- **TASK STATEMENT**
Rewrite the data below so that every "keypoint" becomes "marker", with everything else left unchanged.

Pointing and labeling entries:
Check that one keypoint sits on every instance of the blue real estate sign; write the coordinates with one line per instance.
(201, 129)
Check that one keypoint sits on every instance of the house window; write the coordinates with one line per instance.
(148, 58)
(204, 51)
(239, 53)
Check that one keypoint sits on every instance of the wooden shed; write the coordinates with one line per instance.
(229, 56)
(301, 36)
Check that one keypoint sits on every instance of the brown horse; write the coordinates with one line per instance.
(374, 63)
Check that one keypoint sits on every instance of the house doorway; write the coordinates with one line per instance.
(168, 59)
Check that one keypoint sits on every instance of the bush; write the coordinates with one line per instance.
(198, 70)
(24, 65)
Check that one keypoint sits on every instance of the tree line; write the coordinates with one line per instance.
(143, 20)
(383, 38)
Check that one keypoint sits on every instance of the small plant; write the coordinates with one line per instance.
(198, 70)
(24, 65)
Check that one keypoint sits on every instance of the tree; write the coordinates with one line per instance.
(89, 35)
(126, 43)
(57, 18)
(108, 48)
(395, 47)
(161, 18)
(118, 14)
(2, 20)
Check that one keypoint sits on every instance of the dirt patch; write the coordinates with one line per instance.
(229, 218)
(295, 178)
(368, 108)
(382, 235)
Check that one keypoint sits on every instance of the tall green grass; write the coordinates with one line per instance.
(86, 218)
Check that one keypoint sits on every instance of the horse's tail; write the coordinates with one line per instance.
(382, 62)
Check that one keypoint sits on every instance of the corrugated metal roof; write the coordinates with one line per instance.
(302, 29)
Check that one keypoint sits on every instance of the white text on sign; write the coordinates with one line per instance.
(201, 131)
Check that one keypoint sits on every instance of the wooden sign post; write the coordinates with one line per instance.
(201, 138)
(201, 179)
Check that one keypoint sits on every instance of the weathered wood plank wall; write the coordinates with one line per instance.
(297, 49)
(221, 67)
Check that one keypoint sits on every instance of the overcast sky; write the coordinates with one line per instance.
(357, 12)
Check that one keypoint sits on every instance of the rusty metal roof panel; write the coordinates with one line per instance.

- **ANSWER**
Check that one marker sits on every instance of the blue real estate sign; write the coordinates with one line per instance.
(201, 129)
Check that one marker sits on every instance of the house window; write the coordinates with one line per instance.
(148, 58)
(204, 51)
(239, 53)
Check that one marker sits on every instance of the wooden shed; write the coordinates with one line per instance.
(229, 56)
(301, 36)
Check that one marker sits on every instance of the brown horse; write the coordinates with one line per instance.
(374, 63)
Check that one marker sits on every instance of the house doorway; write the coordinates with one line per instance.
(168, 59)
Check that one marker sits on every instance of the bush; write the coordinates with one line per instance.
(198, 70)
(24, 65)
Check that one marker sits on every instance of the tree line; write the coordinates with one line per instance.
(143, 20)
(383, 38)
Check that one marker sits on every instance of the small plant; write the coordinates with one line per instance.
(198, 70)
(24, 65)
Check that one marker sits on every instance of the tree; write the coordinates with one line per instance.
(89, 35)
(126, 43)
(57, 18)
(108, 48)
(395, 47)
(161, 18)
(118, 14)
(2, 20)
Check that one marker sits on every instance of the dirt patch; write the coordinates with one line per instance.
(229, 218)
(295, 178)
(368, 108)
(382, 235)
Check that one marker sits on every instance of the tall green grass; write the coordinates with one line per instance.
(86, 218)
Check that one marker sits on every instance of the horse's tail; write the coordinates with one line per instance.
(382, 62)
Check that one marker sits on every instance of the corrugated metal roof; write the coordinates with one line per instance.
(302, 29)
Check that one marker sits on every instance of the white text on sign; write the coordinates with one line per instance.
(201, 131)
Check that one marker sits on every instance of the wooden sign post; write the coordinates with one line per instance.
(201, 138)
(201, 179)
Check that one marker sits on every instance of the weathered wood plank wall; write the coordinates with one line per instance.
(297, 49)
(221, 67)
Check that one marker sits on every instance of the overcast sky; write the coordinates with one line per instance.
(357, 12)
Check that one marker sits on every instance of the rusty metal roof panel; write the coordinates with one line per instance.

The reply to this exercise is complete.